** BEGIN Extracted data **

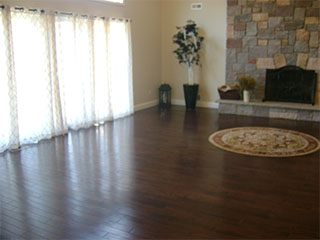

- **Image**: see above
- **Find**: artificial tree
[173,20,204,110]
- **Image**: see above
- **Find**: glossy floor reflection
[0,107,320,239]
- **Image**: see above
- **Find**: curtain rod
[0,5,132,22]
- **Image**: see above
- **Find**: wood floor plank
[0,106,320,239]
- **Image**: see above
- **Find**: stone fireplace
[226,0,320,104]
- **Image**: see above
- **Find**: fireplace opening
[263,65,317,105]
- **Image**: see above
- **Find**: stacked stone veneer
[226,0,320,104]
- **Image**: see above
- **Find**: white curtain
[0,7,133,152]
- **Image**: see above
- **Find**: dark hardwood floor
[0,107,320,239]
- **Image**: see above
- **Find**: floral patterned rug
[209,127,320,157]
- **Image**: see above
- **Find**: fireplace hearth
[263,65,317,105]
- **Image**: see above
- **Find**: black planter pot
[183,84,199,111]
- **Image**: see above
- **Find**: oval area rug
[209,127,320,157]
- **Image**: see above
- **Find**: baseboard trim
[134,99,159,112]
[171,99,219,109]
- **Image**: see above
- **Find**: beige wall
[0,0,161,108]
[0,0,227,107]
[161,0,227,103]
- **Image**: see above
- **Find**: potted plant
[238,76,256,102]
[173,20,204,110]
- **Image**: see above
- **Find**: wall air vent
[191,3,202,10]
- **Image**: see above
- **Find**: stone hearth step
[217,100,320,122]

** END Extracted data **

• [Aim] Rewrite everything from the start of the items down to the line containing "[0,7,133,152]", changing "curtain" to "drape" and leaving all else unchanged. Leave the pictures out.

• [In response]
- **Image**: see above
- **Find**: artificial tree
[173,20,204,110]
- **Image**: see above
- **Find**: glossy floor reflection
[0,107,320,239]
- **Image**: see above
- **Find**: drape rod
[0,5,132,22]
- **Image**: see above
- **Find**: wood floor plank
[0,106,320,239]
- **Image**: see above
- **Find**: stone fireplace
[226,0,320,104]
- **Image**: see above
- **Find**: fireplace opening
[263,65,317,105]
- **Image**: see above
- **Find**: stacked stone veneer
[226,0,320,104]
- **Image**: see above
- **Find**: white drape
[0,7,133,152]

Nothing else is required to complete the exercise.